(Outline records)
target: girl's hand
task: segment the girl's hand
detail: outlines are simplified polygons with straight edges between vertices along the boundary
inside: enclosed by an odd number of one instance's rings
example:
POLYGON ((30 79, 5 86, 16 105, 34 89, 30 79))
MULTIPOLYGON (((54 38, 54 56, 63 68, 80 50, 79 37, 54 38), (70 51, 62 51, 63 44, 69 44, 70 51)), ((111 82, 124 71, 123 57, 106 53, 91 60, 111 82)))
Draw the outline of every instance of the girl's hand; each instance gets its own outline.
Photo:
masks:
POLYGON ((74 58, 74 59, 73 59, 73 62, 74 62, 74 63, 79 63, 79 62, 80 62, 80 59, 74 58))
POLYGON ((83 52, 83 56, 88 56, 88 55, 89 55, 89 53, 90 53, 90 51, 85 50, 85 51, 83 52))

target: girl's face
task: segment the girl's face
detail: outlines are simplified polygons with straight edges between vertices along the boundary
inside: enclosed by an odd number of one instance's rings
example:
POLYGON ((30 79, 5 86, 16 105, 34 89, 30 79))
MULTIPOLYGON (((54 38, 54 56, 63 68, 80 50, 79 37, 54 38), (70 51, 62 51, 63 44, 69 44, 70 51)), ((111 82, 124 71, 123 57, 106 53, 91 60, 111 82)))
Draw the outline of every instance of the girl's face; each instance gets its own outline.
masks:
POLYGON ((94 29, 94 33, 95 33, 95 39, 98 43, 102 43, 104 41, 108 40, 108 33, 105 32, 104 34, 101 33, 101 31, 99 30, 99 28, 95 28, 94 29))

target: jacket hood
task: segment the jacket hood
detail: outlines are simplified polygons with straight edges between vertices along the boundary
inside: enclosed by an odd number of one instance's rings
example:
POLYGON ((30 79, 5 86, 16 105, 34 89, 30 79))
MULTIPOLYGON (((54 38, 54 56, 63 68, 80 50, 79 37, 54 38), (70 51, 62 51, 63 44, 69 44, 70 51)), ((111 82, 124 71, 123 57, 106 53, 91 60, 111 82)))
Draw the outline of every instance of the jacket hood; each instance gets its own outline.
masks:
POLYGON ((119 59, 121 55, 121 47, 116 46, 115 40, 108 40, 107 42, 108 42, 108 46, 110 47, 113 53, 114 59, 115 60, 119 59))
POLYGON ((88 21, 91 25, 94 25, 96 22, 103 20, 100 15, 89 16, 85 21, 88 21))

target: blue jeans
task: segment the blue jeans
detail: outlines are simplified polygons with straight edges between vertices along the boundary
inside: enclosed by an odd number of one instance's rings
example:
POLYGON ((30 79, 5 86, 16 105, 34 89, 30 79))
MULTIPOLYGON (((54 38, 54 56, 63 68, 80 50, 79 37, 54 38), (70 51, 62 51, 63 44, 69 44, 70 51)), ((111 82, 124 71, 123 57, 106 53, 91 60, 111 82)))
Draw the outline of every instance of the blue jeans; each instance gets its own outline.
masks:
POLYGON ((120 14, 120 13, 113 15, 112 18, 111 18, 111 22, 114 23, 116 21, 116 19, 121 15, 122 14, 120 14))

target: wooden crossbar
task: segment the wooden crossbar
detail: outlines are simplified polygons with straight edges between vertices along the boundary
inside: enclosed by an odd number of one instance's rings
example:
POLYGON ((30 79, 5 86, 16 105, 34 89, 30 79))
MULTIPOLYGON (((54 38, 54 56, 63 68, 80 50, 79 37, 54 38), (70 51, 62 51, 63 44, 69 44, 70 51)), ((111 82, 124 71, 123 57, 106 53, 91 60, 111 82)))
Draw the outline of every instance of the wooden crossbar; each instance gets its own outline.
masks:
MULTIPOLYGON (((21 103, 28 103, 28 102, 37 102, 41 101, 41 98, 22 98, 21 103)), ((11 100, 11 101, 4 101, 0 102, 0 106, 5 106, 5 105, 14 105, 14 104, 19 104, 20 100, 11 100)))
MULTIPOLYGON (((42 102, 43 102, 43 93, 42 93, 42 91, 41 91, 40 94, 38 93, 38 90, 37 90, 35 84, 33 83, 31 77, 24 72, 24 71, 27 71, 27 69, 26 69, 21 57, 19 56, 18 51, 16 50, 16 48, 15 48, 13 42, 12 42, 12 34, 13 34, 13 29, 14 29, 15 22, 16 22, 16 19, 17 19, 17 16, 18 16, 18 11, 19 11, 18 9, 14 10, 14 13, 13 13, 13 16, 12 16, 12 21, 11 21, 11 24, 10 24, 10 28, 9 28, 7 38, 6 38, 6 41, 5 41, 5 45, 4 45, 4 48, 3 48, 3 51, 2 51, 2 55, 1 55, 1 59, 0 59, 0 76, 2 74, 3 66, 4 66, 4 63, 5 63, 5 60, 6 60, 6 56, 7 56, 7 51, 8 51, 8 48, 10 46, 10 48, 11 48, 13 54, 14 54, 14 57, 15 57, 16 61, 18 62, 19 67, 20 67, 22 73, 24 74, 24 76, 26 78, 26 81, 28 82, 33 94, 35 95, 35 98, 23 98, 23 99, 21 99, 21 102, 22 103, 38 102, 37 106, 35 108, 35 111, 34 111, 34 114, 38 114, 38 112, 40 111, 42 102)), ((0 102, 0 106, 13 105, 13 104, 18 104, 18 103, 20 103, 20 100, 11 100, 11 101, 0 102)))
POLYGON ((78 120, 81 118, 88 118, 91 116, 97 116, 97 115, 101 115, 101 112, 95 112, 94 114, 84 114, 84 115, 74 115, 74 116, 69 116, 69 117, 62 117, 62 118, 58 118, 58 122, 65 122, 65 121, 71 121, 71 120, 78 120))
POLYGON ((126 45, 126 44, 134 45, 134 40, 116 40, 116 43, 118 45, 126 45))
...
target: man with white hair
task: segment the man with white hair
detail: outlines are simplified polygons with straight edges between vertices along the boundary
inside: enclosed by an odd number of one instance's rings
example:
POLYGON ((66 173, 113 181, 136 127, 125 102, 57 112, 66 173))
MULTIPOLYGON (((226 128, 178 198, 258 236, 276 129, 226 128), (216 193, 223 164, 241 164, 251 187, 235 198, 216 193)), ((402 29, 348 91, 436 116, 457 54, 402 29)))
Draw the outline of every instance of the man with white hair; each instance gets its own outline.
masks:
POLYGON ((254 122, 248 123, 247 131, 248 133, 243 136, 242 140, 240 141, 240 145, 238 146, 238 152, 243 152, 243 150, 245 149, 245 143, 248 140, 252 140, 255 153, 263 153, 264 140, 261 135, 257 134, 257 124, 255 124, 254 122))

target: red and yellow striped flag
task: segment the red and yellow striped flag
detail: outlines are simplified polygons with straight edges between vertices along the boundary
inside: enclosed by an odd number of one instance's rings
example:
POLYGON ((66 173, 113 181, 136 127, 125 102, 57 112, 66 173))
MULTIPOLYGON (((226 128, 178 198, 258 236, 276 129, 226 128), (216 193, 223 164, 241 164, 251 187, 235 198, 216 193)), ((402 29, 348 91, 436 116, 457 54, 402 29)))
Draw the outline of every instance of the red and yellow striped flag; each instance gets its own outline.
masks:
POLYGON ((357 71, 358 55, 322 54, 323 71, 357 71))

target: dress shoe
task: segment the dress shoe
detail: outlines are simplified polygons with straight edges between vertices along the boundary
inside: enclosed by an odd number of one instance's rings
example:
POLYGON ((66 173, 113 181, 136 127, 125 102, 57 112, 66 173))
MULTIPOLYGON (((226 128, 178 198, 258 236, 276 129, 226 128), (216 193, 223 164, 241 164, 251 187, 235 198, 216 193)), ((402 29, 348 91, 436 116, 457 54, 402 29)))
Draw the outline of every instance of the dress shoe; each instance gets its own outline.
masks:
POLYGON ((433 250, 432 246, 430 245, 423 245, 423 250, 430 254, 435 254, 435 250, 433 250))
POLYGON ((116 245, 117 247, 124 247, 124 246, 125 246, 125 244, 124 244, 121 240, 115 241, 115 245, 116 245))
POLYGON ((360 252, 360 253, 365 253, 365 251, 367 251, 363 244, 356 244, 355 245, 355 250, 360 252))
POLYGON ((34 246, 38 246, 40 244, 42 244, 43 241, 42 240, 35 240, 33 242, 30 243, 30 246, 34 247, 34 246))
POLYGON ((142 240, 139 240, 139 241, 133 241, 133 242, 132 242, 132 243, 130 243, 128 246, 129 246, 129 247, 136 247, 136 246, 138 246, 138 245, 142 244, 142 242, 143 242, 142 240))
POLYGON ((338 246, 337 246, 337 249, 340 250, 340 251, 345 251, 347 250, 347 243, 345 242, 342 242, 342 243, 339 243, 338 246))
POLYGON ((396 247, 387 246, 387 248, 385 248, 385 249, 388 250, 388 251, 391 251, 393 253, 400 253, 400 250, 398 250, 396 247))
---
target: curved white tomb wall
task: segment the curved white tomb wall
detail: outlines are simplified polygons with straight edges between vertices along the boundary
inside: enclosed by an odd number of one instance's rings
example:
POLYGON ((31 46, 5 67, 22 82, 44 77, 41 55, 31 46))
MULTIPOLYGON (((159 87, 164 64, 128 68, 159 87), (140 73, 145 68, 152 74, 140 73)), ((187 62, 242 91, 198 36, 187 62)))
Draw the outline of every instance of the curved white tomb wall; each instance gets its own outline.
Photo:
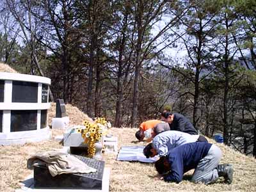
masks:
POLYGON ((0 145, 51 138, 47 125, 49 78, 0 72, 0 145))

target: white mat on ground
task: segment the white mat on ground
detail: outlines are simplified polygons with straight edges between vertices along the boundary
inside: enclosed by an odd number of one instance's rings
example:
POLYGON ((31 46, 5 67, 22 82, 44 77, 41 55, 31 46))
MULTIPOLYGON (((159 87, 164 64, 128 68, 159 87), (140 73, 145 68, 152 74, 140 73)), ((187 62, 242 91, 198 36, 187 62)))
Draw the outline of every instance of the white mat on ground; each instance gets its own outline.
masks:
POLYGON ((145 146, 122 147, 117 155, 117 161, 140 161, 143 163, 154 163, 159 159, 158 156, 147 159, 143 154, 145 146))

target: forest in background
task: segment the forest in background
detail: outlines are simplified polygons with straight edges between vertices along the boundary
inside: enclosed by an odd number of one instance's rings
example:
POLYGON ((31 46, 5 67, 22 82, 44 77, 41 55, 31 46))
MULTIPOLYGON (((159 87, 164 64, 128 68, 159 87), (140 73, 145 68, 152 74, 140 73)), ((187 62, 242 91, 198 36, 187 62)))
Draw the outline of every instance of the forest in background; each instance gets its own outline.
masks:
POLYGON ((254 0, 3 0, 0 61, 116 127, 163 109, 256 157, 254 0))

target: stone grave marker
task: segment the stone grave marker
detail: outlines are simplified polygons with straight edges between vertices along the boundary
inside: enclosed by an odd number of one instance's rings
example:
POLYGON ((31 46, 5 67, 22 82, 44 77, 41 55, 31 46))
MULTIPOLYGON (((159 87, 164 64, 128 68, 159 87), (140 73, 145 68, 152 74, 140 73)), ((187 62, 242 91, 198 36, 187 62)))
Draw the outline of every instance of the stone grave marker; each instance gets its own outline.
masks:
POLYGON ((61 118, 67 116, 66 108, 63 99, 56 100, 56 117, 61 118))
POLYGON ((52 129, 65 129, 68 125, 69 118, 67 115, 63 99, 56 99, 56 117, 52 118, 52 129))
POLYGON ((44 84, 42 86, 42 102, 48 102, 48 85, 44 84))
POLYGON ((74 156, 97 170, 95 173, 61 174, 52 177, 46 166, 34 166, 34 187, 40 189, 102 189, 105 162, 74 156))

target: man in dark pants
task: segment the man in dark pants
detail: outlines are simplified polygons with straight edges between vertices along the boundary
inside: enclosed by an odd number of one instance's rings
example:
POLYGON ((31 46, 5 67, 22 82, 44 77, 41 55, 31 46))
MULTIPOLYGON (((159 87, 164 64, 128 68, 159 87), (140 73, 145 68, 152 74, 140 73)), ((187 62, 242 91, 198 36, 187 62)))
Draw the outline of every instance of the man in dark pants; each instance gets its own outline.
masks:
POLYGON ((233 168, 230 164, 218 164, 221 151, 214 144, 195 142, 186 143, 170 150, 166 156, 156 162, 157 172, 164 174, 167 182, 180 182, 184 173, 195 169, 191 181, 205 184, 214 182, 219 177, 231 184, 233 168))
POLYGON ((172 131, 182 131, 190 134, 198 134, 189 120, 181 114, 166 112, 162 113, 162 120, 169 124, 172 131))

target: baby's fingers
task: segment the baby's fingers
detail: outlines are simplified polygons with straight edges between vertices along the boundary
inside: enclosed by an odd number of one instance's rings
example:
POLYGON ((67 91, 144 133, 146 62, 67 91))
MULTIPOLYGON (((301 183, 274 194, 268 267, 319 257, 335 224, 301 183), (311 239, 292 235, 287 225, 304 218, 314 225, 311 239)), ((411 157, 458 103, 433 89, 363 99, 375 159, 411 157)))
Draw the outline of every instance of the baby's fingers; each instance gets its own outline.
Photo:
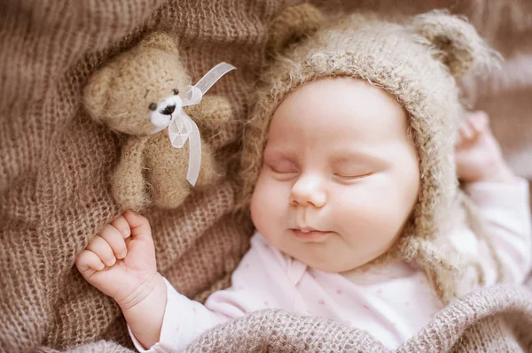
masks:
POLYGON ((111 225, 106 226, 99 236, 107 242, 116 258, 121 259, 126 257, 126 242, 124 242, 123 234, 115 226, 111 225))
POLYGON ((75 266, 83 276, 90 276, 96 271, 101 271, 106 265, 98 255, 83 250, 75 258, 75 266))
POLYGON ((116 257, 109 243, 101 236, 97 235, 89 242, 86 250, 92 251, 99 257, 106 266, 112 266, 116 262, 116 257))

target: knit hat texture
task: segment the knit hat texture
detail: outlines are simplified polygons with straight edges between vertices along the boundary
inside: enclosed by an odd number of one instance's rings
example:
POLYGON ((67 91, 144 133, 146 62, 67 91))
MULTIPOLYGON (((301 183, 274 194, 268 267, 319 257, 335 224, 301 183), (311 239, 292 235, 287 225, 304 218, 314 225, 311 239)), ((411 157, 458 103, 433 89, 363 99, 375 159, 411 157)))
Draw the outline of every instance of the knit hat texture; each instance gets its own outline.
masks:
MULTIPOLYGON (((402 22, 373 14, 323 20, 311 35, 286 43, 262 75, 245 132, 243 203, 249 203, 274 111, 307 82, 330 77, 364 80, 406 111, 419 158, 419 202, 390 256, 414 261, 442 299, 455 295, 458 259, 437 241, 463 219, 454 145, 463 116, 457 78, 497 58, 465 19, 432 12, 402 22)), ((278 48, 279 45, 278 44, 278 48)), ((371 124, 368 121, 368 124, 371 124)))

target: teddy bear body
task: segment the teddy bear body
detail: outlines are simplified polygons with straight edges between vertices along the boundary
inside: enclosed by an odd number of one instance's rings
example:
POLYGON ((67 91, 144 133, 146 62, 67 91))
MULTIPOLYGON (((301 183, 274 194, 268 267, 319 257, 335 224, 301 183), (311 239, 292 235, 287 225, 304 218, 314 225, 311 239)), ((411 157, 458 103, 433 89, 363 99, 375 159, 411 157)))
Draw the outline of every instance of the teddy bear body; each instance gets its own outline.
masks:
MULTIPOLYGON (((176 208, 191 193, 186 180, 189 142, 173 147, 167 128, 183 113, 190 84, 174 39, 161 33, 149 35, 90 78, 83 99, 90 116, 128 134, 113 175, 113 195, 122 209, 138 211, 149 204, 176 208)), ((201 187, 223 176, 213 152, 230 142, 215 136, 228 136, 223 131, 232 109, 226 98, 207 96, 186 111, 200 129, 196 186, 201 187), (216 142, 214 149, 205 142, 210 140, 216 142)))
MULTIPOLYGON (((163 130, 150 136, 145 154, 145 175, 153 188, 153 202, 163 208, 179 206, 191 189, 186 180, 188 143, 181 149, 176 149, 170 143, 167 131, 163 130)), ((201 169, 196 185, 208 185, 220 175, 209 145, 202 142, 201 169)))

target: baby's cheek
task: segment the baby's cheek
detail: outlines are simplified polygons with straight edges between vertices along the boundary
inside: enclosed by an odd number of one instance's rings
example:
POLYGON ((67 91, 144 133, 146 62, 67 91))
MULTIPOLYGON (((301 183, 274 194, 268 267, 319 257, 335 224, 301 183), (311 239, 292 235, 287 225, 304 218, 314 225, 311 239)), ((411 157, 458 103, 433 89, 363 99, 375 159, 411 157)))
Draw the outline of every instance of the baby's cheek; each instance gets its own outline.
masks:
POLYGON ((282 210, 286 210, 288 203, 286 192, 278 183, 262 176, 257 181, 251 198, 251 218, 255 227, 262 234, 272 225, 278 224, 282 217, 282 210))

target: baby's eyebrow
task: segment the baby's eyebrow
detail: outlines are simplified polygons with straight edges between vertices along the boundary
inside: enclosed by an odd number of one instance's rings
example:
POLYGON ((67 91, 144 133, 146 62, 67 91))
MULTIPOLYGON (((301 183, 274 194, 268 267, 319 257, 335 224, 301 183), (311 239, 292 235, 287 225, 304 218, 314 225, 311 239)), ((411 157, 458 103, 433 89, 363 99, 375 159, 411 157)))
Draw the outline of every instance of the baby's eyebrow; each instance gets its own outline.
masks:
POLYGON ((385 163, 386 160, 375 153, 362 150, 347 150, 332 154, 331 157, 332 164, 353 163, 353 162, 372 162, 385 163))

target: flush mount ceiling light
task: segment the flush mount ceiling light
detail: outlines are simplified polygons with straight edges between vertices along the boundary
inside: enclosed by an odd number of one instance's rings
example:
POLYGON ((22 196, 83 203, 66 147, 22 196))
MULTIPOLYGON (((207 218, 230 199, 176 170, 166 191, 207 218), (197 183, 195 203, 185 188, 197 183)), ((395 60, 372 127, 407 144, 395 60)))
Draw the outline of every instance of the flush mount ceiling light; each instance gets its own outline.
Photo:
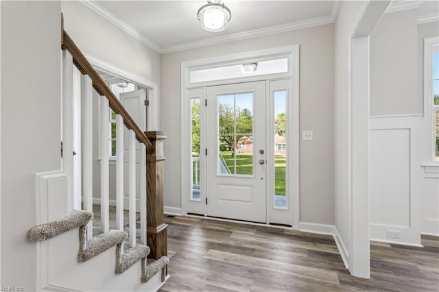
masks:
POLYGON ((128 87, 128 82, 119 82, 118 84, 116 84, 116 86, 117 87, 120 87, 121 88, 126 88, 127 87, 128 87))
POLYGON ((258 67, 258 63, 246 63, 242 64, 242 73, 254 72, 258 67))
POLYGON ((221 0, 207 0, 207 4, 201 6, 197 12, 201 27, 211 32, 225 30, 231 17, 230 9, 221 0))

- **Instructions to follow**
Convert the material from the line containing "target: man with white hair" through the line containing "POLYGON ((357 71, 358" into a JSON list of strings, with one string per line and blank lines omitted.

- **Answer for the task**
[
  "target: man with white hair",
  "task: segment the man with white hair",
  "detail: outlines are simplified polygons with straight edges between vertices along the boundary",
  "inside: enclosed by an odd number of one instance's rings",
  "example:",
  "POLYGON ((66 173, 113 181, 136 127, 125 102, 57 112, 66 173))",
  "MULTIPOLYGON (((226 128, 178 198, 258 236, 276 129, 226 128), (216 193, 223 164, 241 164, 251 187, 235 198, 216 193)), ((402 29, 348 91, 436 116, 457 54, 402 29)))",
  "Draw the outline of every instance of the man with white hair; each instance gets its own outline.",
  "masks:",
  "POLYGON ((254 122, 248 123, 247 131, 248 133, 243 136, 242 140, 240 141, 240 145, 238 146, 238 152, 243 152, 243 150, 245 149, 245 143, 248 140, 252 140, 255 153, 263 153, 264 140, 261 135, 257 134, 257 124, 255 124, 254 122))",
  "target: red and yellow striped flag",
  "task: segment the red and yellow striped flag",
  "detail: outlines are simplified polygons with straight edges between vertices along the boundary",
  "inside: enclosed by an odd number of one instance's rings",
  "example:",
  "POLYGON ((66 173, 113 181, 136 127, 125 102, 57 112, 66 173))",
  "MULTIPOLYGON (((226 128, 178 198, 258 236, 276 129, 226 128), (216 193, 223 164, 241 164, 251 187, 235 198, 216 193)), ((402 29, 348 91, 436 116, 457 54, 402 29)))",
  "Draw the outline of every instance of the red and yellow striped flag; each instance gets its own outline.",
  "masks:",
  "POLYGON ((357 71, 358 55, 322 54, 323 71, 357 71))"
]